━━━ DATASET ENTRIES ━━━

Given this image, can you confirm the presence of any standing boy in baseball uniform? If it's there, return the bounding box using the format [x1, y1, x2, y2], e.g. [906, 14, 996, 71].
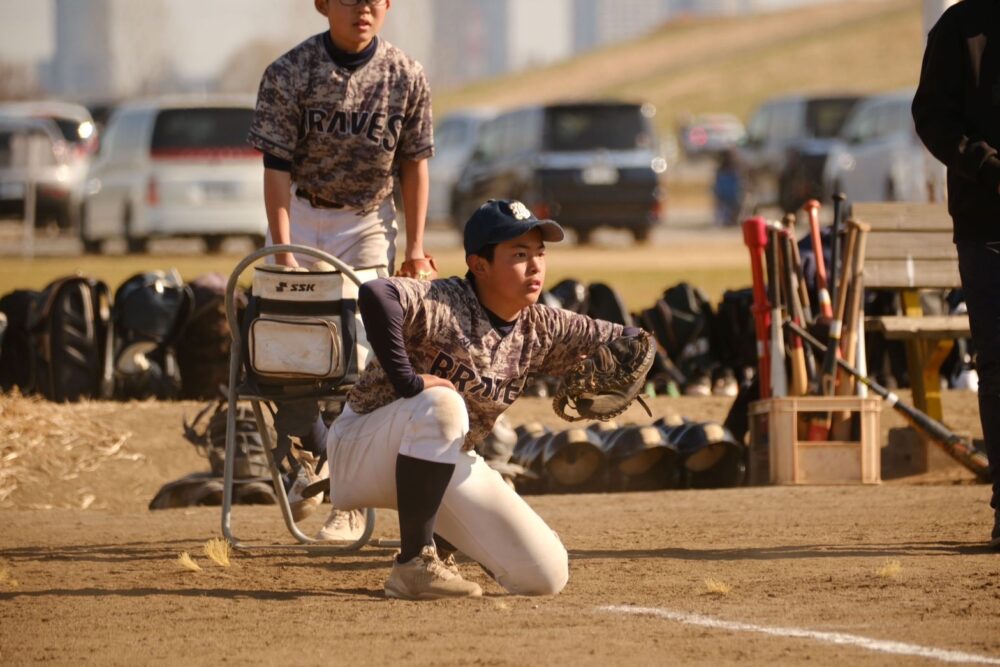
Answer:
[248, 0, 436, 543]
[327, 200, 639, 600]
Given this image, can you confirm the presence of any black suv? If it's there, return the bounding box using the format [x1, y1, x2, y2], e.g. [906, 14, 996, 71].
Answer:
[451, 101, 667, 243]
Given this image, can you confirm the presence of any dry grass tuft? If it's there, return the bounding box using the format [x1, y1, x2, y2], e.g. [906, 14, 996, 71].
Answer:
[203, 537, 233, 567]
[0, 391, 139, 509]
[705, 578, 733, 595]
[875, 560, 903, 579]
[0, 563, 18, 588]
[177, 551, 201, 572]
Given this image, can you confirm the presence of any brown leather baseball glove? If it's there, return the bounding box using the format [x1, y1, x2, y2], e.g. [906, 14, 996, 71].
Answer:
[552, 331, 656, 421]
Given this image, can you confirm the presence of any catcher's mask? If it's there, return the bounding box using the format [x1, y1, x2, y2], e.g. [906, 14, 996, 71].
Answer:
[660, 422, 746, 488]
[542, 427, 607, 487]
[607, 425, 677, 477]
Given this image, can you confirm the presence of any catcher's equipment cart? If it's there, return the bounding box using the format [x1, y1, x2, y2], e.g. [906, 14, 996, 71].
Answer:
[222, 245, 375, 555]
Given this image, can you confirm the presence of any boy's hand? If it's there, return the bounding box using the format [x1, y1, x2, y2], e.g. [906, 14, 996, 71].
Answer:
[396, 255, 437, 280]
[420, 373, 458, 391]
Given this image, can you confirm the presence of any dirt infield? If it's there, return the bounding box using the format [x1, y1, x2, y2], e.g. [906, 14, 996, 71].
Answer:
[0, 392, 1000, 665]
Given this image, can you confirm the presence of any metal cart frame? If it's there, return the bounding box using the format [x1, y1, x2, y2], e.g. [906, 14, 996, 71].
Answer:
[222, 244, 381, 555]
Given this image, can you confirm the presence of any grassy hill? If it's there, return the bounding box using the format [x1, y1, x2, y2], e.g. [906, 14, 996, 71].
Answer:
[434, 0, 924, 132]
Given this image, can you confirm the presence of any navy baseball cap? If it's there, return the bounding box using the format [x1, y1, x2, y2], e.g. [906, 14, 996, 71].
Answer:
[465, 199, 564, 257]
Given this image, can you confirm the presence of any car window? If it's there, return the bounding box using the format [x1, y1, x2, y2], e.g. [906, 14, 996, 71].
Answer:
[544, 105, 652, 151]
[842, 104, 878, 142]
[767, 102, 802, 142]
[434, 118, 471, 151]
[476, 116, 506, 162]
[107, 110, 148, 159]
[150, 107, 254, 153]
[0, 128, 57, 167]
[747, 106, 772, 144]
[885, 100, 913, 134]
[507, 109, 535, 155]
[806, 97, 859, 139]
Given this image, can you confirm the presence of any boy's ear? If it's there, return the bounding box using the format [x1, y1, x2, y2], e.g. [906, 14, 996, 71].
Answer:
[465, 255, 486, 276]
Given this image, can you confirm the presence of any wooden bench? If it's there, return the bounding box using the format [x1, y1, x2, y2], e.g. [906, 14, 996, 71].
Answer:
[854, 202, 969, 421]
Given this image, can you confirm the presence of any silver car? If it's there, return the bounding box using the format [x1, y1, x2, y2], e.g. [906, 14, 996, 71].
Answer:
[0, 100, 98, 229]
[825, 90, 945, 202]
[427, 108, 496, 222]
[80, 96, 267, 252]
[0, 116, 79, 228]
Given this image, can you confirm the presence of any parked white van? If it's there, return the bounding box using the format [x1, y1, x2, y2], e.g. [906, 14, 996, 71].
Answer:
[80, 96, 267, 252]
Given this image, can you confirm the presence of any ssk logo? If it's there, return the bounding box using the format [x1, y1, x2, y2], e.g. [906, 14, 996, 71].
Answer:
[274, 282, 316, 292]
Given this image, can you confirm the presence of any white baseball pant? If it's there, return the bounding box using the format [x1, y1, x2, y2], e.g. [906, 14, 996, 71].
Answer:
[267, 191, 399, 268]
[327, 387, 569, 595]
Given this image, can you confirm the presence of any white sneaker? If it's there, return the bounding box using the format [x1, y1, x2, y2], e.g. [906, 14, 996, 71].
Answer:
[385, 546, 483, 600]
[316, 507, 365, 546]
[288, 454, 327, 521]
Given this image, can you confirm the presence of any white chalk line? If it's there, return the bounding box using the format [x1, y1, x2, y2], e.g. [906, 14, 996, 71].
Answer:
[597, 605, 1000, 665]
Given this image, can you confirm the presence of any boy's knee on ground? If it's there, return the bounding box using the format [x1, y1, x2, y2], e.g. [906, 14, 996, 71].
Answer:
[400, 387, 469, 463]
[499, 549, 569, 595]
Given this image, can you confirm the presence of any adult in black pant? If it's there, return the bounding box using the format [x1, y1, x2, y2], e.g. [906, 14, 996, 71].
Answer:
[913, 0, 1000, 549]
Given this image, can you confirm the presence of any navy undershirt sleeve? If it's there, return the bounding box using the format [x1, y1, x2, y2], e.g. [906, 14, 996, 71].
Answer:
[264, 153, 292, 172]
[358, 278, 424, 398]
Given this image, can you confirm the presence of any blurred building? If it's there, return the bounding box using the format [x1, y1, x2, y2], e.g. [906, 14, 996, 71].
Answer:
[45, 0, 169, 99]
[573, 0, 672, 52]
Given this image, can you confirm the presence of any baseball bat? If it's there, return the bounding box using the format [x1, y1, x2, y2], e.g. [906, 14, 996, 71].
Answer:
[743, 216, 771, 398]
[785, 222, 813, 324]
[808, 219, 855, 441]
[803, 199, 833, 318]
[820, 219, 857, 396]
[830, 192, 847, 310]
[785, 321, 990, 482]
[764, 223, 788, 397]
[833, 219, 871, 440]
[780, 219, 809, 396]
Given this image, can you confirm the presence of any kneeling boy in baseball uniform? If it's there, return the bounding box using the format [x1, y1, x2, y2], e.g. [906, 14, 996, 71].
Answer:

━━━

EXERCISE — Rewrite all the lines above as a numbered list, skipping any blank lines and leaving out the picture.

REPLY TO THE TASK —
1. Given this image, can you confirm the presence of any standing boy in baseball uniform? If it's there, return the bounding box using the format [x1, y1, x2, y2], e.g. [906, 14, 996, 71].
2. Answer:
3. [248, 0, 436, 543]
4. [327, 200, 639, 600]
5. Given this image, can you confirm the presence of any black suv? If it's there, return the bounding box using the format [x1, y1, x2, y2], e.g. [906, 14, 996, 71].
6. Answer:
7. [451, 101, 667, 243]
8. Given this image, can you confirm the presence of any dry grass tuft? If it's there, return the bounding box using the format [x1, y1, x2, y2], e.g. [906, 14, 996, 71].
9. Answer:
10. [203, 537, 233, 567]
11. [0, 391, 139, 509]
12. [705, 578, 733, 595]
13. [875, 560, 903, 579]
14. [0, 563, 18, 588]
15. [177, 551, 201, 572]
16. Given this image, can you confirm the presence of any brown leather baseball glove? If it's there, return the bounding box using the format [x1, y1, x2, y2], e.g. [906, 14, 996, 71].
17. Answer:
18. [552, 331, 656, 421]
19. Given this image, can you confirm the presence of any catcher's mask? If it's there, return the bounding box using the format [x1, y1, x2, y2], e.g. [906, 14, 996, 71].
20. Answer:
21. [660, 422, 746, 488]
22. [542, 427, 607, 487]
23. [607, 425, 677, 477]
24. Given this image, can you confirm the presence of any catcher's equipment cart? If it's there, return the bounding box using the format [x1, y1, x2, y2], e.g. [906, 14, 996, 71].
25. Answer:
26. [222, 245, 375, 555]
27. Given this image, can you confirm the presence of any boy's hand? If it's there, return the bounding box using the format [x1, y1, x2, y2], e.g. [906, 14, 996, 71].
28. Answer:
29. [396, 255, 437, 280]
30. [420, 373, 458, 391]
31. Given this image, can you confirm the presence of any dirt infield? If it's there, return the bounding box using the format [x1, y1, x2, y2], e.g. [906, 14, 996, 71].
32. Answer:
33. [0, 392, 1000, 665]
34. Given this image, can you confirm the presence of any metal cart frame? If it's there, return the bounding box using the format [x1, y1, x2, y2], e.g. [906, 14, 996, 71].
35. Answer:
36. [222, 244, 381, 555]
37. Given this image, can you confirm the presence of any grassy hill? If it's there, return the bounding box using the format [x1, y1, x2, y2], e.g. [906, 14, 996, 71].
38. Answer:
39. [434, 0, 924, 132]
40. Given this image, can you confirm the presence of any navy baseball cap? If it's there, return the bounding box using the format [x1, y1, x2, y2], e.g. [906, 14, 996, 71].
41. Answer:
42. [465, 199, 564, 257]
43. Given this image, can you confirm the presence of any car window? If it's there, return the bounding box using the format [x1, y1, x2, y2], e.g. [906, 14, 996, 71].
44. Answer:
45. [544, 105, 652, 151]
46. [842, 104, 878, 142]
47. [767, 102, 802, 142]
48. [434, 118, 471, 151]
49. [476, 116, 506, 162]
50. [107, 110, 148, 159]
51. [150, 107, 254, 153]
52. [0, 128, 57, 167]
53. [747, 106, 772, 144]
54. [885, 100, 913, 134]
55. [507, 109, 535, 155]
56. [806, 97, 859, 139]
57. Given this image, can you confirm the presence of any boy's ear? If it's there, return the bounding box using the format [x1, y1, x2, y2], e.g. [906, 14, 996, 71].
58. Answer:
59. [465, 255, 486, 276]
60. Given this image, can you confirm the presence of any wooden bench? If it's there, return the bounding box using the format [x1, y1, x2, y2], e.g. [906, 14, 996, 71].
61. Answer:
62. [854, 202, 969, 421]
63. Given this image, can you confirm the presence of any silver car? If it's there, return the bounding box using the format [x1, y1, x2, y2], e.g. [906, 14, 996, 71].
64. Answer:
65. [0, 100, 98, 229]
66. [825, 90, 945, 202]
67. [427, 108, 496, 222]
68. [80, 96, 267, 252]
69. [0, 116, 79, 228]
70. Given this image, can you confirm the presence of any parked white van? If it's there, return the bounding box using the format [x1, y1, x2, y2], e.g. [906, 14, 996, 71].
71. Answer:
72. [80, 96, 267, 252]
73. Given this image, can you confirm the presence of any ssk logo? If it's there, return the bounding box using the format [x1, y1, x2, y2], e.g. [906, 14, 996, 71].
74. Answer:
75. [274, 282, 316, 292]
76. Given this image, can you confirm the presence of any white baseball pant? If it's there, return the bounding box using the format [x1, y1, x2, y2], e.g. [906, 14, 996, 71].
77. Answer:
78. [267, 191, 399, 268]
79. [327, 387, 569, 595]
80. Given this image, can you confirm the presence of any white sneaker? If it's there, return the bounding box using the format [x1, y1, x2, y2], e.g. [906, 14, 996, 71].
81. Answer:
82. [385, 546, 483, 600]
83. [316, 507, 365, 546]
84. [288, 454, 327, 521]
85. Given this image, can you confirm the presence of any white chalk line? If it's there, return the bounding box using the format [x1, y1, x2, y2], e.g. [906, 14, 996, 71].
86. Answer:
87. [597, 605, 1000, 665]
88. Given this image, can you confirm the presence of any boy's knee on ground? If it's there, return the bounding box using the format [x1, y1, x2, y2], e.g. [906, 14, 996, 71].
89. Answer:
90. [400, 387, 469, 463]
91. [499, 549, 569, 595]
92. Given this image, can you confirm the presence of any adult in black pant? If it's there, return the bounding box using the format [x1, y1, x2, y2], e.g. [906, 14, 996, 71].
93. Answer:
94. [913, 0, 1000, 549]
95. Given this image, can you confirm the presence of any navy undershirt sleeve? If it's there, return the bounding box using the format [x1, y1, x2, y2], e.g. [906, 14, 996, 71].
96. Answer:
97. [264, 153, 292, 172]
98. [358, 278, 424, 398]
99. Given this image, can you confirm the presence of any blurred building? If it's there, return the bounding box using the format [x1, y1, x2, y2], e.g. [906, 14, 996, 71].
100. Answer:
101. [45, 0, 169, 99]
102. [573, 0, 672, 52]
103. Given this image, can you confirm the presence of any baseball bat? If it's there, return the bounding box using the format [x1, y1, x2, y2], e.g. [906, 14, 996, 71].
104. Answer:
105. [743, 216, 771, 398]
106. [785, 222, 813, 324]
107. [808, 219, 855, 441]
108. [803, 199, 833, 318]
109. [820, 219, 857, 396]
110. [830, 192, 847, 310]
111. [785, 321, 990, 482]
112. [764, 223, 788, 397]
113. [833, 219, 871, 440]
114. [780, 219, 809, 396]
115. Given this image, can you confirm the presence of any kneeling boy in baseball uniform? If it's there, return the bounding box using the format [x1, y1, x2, y2], e.g. [906, 14, 996, 71].
116. Answer:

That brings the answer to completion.